INSTRUCTIONS TO FOLLOW
Up to and including the line that holds "[pin] short sleeve", print the data exactly from its first line; do not print the pictures.

EXCERPTED RECORDS
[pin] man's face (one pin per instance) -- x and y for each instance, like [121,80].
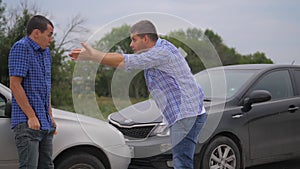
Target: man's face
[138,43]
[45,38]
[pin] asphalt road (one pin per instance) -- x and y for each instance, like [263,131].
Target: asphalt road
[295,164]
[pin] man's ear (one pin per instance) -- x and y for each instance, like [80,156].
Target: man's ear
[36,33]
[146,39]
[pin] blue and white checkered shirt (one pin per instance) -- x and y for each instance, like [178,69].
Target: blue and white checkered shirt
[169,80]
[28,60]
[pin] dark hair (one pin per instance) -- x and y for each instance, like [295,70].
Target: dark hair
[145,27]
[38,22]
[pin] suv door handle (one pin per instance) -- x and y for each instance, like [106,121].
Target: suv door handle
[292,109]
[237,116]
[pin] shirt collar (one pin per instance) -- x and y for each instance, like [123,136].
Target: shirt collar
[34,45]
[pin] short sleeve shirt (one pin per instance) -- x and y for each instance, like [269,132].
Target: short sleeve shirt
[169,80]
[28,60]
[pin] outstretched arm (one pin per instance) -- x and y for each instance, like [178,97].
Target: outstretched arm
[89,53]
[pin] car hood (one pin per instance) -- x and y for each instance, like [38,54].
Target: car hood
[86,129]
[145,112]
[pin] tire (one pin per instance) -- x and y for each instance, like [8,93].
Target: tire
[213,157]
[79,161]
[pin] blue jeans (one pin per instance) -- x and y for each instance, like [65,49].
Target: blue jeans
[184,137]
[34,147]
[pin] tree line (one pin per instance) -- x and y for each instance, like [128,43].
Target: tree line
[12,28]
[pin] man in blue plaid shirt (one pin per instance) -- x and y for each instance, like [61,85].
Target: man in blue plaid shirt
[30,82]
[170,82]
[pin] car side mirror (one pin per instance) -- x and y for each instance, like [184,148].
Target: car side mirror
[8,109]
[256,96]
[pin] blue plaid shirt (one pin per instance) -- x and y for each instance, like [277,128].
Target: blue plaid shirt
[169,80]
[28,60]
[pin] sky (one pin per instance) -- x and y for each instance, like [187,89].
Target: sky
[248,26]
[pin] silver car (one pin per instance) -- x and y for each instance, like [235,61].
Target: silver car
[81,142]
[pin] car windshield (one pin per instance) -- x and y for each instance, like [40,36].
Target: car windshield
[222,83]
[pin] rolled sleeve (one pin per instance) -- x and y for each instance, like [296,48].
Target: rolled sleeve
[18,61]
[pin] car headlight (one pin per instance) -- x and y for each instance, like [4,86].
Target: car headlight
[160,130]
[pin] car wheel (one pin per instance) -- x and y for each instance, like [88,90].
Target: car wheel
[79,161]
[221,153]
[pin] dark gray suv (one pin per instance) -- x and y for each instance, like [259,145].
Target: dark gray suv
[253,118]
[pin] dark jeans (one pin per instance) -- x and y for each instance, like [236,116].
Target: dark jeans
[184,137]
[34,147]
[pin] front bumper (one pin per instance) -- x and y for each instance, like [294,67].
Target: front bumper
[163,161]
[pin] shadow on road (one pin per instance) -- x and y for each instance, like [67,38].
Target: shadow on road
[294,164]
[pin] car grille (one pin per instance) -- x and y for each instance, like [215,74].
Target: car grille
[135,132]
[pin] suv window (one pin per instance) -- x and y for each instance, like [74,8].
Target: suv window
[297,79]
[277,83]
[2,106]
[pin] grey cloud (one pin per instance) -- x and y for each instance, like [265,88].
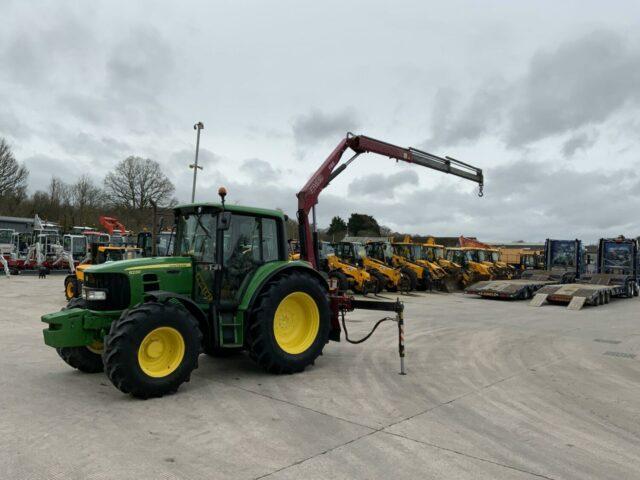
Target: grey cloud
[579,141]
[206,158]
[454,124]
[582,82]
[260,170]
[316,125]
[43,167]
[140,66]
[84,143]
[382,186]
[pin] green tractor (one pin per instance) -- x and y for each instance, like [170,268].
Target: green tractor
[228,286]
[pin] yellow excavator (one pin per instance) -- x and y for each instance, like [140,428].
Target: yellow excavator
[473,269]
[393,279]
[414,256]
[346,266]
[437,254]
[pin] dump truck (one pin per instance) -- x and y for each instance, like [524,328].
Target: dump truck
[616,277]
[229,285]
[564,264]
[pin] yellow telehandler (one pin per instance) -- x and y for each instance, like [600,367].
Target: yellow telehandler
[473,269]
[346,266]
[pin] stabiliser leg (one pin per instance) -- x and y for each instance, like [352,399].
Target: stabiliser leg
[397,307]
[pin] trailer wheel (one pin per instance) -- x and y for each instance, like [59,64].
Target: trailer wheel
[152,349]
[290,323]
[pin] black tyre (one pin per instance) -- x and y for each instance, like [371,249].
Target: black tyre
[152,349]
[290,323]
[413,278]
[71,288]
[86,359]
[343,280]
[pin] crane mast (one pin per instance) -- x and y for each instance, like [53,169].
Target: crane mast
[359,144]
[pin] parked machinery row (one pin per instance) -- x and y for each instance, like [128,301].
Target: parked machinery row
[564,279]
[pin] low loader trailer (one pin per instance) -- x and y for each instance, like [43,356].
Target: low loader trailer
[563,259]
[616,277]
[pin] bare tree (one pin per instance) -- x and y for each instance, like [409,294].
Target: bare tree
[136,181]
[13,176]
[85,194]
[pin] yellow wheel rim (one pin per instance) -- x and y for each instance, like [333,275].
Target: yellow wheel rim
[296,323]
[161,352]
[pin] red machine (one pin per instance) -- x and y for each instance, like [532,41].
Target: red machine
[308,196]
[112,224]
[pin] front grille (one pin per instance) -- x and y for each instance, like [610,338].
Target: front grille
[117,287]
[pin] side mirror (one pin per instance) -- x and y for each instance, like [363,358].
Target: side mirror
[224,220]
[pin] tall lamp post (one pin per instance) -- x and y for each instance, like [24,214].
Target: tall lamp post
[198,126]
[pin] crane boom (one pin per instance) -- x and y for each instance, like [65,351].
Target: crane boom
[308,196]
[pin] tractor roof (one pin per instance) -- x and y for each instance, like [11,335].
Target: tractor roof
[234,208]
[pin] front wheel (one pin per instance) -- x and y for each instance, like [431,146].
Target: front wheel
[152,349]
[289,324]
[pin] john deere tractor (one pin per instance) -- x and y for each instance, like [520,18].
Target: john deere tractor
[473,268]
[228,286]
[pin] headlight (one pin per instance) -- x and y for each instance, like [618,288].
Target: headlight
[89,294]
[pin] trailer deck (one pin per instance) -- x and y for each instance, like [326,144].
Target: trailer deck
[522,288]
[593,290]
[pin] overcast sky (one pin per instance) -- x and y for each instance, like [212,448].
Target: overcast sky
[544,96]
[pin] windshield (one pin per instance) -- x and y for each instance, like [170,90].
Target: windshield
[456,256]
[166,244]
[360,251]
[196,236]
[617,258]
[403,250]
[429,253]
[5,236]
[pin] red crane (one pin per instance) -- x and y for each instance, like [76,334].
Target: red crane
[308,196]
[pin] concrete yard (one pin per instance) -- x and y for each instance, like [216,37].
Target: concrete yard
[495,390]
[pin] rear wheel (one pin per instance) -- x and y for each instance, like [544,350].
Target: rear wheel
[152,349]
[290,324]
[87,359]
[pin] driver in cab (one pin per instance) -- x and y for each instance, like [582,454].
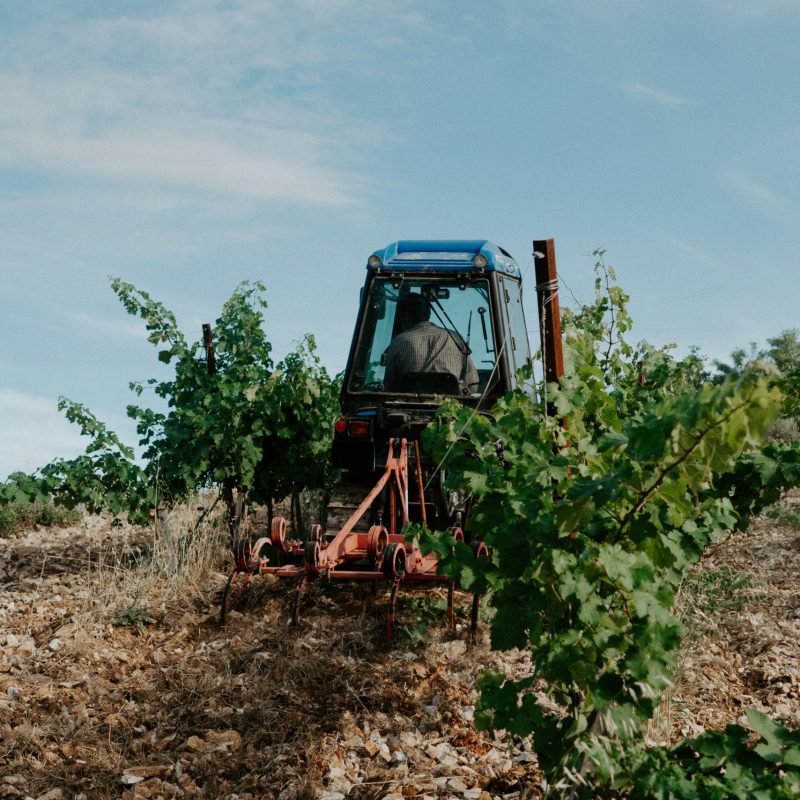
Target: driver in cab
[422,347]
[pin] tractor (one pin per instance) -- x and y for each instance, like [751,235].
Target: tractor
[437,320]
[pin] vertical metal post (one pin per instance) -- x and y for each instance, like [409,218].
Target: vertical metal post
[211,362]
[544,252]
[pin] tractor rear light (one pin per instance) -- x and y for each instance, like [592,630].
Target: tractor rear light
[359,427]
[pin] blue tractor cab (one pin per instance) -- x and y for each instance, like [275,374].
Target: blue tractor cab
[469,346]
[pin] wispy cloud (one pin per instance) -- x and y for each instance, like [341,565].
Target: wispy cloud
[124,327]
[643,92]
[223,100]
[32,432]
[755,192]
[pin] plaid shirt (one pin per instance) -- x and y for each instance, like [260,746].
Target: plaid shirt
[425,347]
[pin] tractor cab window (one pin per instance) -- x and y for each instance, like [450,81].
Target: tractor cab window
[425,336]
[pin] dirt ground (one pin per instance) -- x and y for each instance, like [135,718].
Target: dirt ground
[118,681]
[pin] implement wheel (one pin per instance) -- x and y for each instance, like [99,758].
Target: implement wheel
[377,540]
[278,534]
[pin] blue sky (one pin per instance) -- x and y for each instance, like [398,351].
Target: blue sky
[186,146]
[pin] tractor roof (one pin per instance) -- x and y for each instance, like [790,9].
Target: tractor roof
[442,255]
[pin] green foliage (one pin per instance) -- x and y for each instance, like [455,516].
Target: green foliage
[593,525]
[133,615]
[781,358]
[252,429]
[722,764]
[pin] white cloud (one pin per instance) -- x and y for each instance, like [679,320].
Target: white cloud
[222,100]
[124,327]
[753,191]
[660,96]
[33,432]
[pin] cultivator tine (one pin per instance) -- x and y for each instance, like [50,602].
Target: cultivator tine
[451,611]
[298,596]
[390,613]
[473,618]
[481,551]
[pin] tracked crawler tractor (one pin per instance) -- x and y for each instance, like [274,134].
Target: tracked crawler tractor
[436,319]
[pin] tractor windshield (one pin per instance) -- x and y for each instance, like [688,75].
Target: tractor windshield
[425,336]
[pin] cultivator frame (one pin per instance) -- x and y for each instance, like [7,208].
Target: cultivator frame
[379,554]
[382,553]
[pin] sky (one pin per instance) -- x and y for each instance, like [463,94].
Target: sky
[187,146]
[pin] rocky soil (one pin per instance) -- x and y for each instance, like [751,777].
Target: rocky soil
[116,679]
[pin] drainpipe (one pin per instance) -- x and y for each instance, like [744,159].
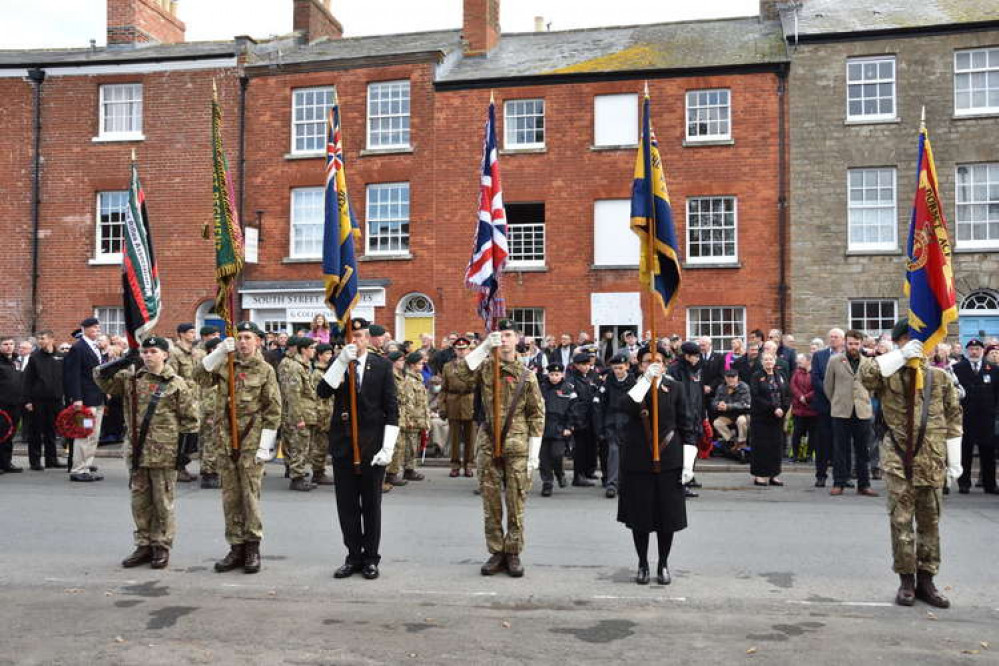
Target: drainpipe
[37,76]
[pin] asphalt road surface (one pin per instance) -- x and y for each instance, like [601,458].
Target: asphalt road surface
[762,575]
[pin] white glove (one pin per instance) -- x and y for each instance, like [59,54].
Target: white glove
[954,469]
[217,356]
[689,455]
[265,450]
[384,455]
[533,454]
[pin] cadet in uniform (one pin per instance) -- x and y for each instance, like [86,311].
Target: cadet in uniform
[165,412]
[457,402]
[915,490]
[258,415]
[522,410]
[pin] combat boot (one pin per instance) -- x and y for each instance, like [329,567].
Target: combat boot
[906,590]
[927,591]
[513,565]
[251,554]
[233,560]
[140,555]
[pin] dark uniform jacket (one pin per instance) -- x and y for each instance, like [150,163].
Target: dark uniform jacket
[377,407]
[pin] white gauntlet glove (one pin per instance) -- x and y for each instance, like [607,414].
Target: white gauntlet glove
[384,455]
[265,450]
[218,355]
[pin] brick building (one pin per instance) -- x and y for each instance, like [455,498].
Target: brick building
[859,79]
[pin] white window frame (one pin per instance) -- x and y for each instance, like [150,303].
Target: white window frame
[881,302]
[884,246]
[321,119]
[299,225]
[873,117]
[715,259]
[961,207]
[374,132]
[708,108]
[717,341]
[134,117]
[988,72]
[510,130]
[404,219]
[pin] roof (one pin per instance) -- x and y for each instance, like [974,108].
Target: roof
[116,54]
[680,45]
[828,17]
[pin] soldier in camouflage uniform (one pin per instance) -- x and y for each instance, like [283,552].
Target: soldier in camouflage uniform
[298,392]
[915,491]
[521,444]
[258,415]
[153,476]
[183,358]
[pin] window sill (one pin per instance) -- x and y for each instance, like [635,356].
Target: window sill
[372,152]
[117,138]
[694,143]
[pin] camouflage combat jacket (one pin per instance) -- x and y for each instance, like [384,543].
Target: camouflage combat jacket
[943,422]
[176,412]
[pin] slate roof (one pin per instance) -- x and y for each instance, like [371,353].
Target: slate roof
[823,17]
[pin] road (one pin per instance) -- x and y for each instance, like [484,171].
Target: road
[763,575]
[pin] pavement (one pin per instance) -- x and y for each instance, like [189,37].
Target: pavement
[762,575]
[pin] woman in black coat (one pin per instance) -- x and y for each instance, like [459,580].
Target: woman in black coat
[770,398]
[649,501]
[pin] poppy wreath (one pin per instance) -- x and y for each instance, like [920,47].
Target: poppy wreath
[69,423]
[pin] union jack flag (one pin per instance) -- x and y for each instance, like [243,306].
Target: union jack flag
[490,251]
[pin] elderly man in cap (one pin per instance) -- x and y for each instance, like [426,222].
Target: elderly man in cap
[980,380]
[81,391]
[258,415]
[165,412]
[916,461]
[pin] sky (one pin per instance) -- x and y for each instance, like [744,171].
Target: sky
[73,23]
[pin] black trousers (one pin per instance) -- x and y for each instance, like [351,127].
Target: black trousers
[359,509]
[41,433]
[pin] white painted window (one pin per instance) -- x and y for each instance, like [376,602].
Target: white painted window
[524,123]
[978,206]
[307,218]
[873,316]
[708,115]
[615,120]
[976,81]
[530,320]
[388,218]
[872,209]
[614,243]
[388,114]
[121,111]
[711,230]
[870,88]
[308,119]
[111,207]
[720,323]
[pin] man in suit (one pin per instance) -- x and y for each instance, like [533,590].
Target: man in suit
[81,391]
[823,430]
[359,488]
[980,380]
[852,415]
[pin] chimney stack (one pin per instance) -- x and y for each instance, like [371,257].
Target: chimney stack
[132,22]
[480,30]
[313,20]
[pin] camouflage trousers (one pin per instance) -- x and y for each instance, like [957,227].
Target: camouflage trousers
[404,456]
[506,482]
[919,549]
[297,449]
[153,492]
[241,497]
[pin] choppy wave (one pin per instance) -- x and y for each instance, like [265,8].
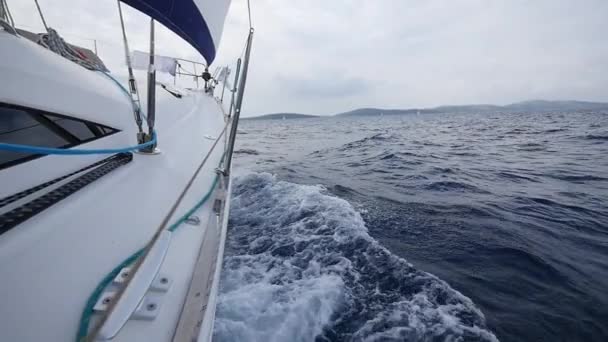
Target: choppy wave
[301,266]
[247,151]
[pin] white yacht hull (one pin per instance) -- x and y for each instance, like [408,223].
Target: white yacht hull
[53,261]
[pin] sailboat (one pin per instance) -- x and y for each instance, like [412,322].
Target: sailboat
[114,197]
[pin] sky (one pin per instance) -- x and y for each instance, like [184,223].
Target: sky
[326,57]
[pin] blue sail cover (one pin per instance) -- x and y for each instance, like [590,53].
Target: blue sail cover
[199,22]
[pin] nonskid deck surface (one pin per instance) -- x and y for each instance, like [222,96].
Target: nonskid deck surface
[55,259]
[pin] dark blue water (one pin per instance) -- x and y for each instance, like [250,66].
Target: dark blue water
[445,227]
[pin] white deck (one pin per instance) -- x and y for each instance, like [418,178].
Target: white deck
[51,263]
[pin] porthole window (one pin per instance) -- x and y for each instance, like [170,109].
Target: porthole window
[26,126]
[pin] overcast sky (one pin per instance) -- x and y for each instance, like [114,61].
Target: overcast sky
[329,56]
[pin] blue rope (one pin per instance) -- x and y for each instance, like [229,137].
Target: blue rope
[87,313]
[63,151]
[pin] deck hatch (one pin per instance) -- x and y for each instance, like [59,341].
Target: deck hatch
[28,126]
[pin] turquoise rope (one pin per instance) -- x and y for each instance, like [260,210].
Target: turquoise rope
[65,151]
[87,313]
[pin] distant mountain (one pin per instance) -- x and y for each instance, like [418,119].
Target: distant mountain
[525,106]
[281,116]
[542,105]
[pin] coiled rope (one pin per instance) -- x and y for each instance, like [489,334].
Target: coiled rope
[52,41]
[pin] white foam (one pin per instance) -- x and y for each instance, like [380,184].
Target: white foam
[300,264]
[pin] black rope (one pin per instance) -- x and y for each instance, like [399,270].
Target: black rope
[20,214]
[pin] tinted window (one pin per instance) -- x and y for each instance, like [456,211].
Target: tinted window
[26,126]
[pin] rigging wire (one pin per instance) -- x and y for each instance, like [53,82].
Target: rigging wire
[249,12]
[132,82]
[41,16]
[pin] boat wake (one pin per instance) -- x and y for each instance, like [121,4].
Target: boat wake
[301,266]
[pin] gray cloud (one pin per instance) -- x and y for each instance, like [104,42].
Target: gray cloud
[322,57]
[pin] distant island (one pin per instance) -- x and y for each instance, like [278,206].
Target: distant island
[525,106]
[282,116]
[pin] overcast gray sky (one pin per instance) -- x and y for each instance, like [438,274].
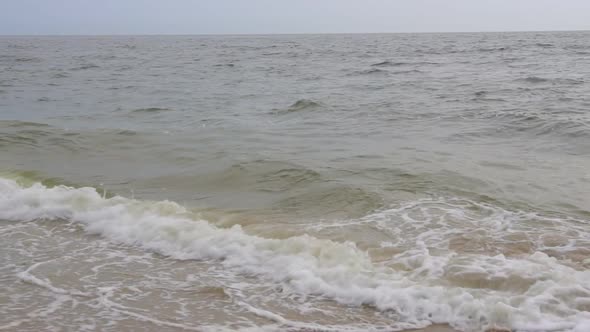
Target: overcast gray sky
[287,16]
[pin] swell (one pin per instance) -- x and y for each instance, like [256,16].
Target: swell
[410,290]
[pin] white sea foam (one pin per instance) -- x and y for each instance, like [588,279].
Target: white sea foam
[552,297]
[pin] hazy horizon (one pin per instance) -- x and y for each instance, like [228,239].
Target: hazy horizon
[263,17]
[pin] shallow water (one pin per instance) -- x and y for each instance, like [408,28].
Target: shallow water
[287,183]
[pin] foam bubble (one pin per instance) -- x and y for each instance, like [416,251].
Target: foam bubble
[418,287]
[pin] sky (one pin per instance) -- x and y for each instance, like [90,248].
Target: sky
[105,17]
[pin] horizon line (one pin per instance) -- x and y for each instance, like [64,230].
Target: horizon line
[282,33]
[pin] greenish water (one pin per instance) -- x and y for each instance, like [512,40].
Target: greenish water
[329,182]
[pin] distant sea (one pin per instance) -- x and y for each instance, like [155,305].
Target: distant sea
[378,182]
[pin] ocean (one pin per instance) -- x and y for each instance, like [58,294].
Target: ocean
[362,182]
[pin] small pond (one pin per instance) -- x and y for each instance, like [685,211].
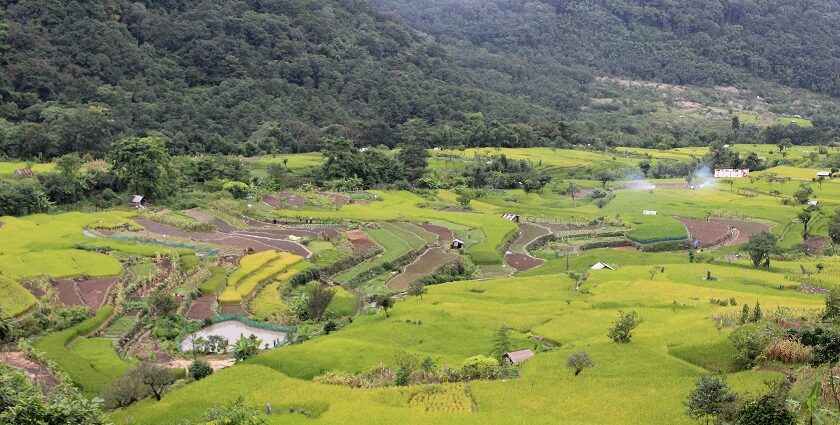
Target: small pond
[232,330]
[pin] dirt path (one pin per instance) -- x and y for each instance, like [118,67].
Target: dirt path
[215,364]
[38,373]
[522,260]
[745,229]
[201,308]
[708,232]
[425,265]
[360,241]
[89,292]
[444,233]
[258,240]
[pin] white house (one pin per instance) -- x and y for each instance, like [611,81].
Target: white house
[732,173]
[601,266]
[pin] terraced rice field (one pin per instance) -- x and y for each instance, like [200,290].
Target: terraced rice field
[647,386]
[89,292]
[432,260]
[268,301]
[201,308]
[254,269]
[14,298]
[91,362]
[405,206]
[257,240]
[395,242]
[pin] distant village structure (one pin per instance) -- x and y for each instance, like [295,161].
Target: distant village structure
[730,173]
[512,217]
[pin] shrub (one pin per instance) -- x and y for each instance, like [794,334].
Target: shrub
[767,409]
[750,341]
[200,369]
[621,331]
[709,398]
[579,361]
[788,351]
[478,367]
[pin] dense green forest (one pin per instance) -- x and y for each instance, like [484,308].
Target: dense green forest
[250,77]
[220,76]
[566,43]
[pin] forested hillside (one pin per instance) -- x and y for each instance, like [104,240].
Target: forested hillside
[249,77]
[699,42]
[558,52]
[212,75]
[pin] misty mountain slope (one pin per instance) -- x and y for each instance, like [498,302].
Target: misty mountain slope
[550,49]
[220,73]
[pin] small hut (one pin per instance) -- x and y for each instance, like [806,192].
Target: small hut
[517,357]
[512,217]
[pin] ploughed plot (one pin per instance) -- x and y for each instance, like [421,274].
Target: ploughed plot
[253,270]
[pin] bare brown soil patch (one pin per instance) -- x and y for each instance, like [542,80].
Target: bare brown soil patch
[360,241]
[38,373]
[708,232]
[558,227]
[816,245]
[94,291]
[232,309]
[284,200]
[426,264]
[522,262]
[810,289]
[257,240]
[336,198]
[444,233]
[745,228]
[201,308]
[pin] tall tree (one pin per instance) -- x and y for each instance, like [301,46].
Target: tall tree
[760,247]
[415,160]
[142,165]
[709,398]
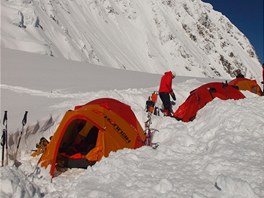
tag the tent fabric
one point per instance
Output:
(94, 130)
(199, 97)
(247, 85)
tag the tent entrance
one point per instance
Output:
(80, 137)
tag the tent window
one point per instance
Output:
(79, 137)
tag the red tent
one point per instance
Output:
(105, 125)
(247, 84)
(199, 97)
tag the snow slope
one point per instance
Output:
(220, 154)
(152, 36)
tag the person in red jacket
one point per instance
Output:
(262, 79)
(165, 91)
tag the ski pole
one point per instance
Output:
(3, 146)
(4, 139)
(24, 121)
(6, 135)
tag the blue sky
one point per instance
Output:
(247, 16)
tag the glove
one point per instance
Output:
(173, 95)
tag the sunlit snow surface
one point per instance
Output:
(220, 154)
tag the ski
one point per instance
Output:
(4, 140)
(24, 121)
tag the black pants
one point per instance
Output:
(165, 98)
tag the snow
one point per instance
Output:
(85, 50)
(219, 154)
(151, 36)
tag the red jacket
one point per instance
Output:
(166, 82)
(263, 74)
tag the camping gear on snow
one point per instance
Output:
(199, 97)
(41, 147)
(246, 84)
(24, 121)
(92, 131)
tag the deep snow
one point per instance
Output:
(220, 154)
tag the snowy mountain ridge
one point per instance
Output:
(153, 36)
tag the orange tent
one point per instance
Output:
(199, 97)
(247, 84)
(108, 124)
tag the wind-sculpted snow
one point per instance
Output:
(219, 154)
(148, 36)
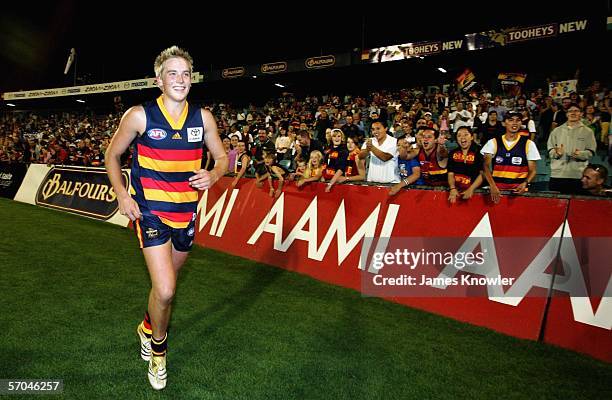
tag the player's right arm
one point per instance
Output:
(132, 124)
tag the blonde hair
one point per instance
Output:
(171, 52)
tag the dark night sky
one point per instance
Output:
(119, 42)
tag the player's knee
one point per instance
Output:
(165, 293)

RESPONSE BELOW
[pin] man's face (one pin per instance) -- x and y for each instance, like [121,80].
Target: man's face
[138,43]
[45,38]
[pin] asphalt road (one pin per instance) -- x and y for each instance, like [263,131].
Target: asphalt road
[295,164]
[pin] man's ear (one pin per instance) -- x and y for each instance, like [80,156].
Target: man's ear
[36,33]
[146,39]
[pin] blue and white checkered shirt (one pin per instance) -- x and y for each instance, like [178,69].
Target: blue and white checkered shirt
[169,80]
[28,60]
[pin] dark hair (one pin per instance) -- x and y for each instance, like [295,70].
Target: dark hair
[145,27]
[38,22]
[pin] suv door handle (one pin per instance) -- x and y for each instance, like [106,121].
Target: suv door handle
[292,109]
[237,116]
[pin] shirt collar (one pin per instance) -- x and y for each instance, like [123,136].
Target: shirt collar
[34,45]
[pin] short sleeve shirt (one pin per instance) -- x and y for each instance, like [269,132].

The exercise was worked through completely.